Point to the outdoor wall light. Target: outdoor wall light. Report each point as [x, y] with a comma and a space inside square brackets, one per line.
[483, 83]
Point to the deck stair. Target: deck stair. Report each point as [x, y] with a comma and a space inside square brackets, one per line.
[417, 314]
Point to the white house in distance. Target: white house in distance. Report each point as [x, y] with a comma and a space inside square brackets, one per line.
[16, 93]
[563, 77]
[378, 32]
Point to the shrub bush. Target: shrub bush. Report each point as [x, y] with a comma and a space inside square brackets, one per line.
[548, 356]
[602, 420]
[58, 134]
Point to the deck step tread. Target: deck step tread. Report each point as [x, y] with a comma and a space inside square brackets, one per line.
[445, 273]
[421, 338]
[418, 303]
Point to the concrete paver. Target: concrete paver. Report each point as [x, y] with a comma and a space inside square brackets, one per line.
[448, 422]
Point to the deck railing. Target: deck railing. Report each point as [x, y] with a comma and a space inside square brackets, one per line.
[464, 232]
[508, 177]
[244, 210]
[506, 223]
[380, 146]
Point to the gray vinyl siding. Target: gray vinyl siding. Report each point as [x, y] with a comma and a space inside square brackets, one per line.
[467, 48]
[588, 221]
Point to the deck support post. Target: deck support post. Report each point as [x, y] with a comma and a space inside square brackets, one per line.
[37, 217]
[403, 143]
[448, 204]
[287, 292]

***

Short exercise:
Rewrite all of the lines above, replacing "concrete paver" with "stone paver" everywhere it occurs and changing nothing else.

Response to this exercise:
Point to the outdoor wall light. Target: outdoor wall light. Report each point as [x, y] with a comma and a space inside square brackets, one per line.
[483, 83]
Point to the deck stair. Target: deck stair. Report each point as [x, y] with a comma and a space inside square brackets, one per line.
[417, 314]
Point to the white house in distance. Target: white house in distance. Report each point as [x, y] with a comma and a space inside square brackets, one per line.
[16, 93]
[563, 77]
[378, 32]
Point to the shrub bush. Target: shrub bush. Report each point as [x, y] with a comma and a space inside square brackets, one per line.
[548, 356]
[602, 420]
[58, 134]
Point to the deck step tread. Target: deck step tread. Report each point as [x, y] with a comma and a space inside square brackets, one per line.
[445, 273]
[421, 338]
[418, 303]
Point to the stone paver. Target: stone paver. Report each point as [x, y] with a comma and a space inside square brackets, one per line.
[448, 422]
Point to the deck railing. Target: deck railing. Report each point as [x, y] with a comma and a space inside square brackets, one per line.
[464, 232]
[508, 177]
[244, 210]
[506, 223]
[380, 146]
Point to the gray vinyl siding. Target: gray vinyl siding. Report each point as [x, y] with a comma and a space inside square brackets, one per line.
[467, 48]
[588, 221]
Point to the deck support post. Target: deck support post. Report each point as [x, y] with a comma and a space inside square brackets, one per line.
[37, 217]
[403, 143]
[448, 204]
[287, 292]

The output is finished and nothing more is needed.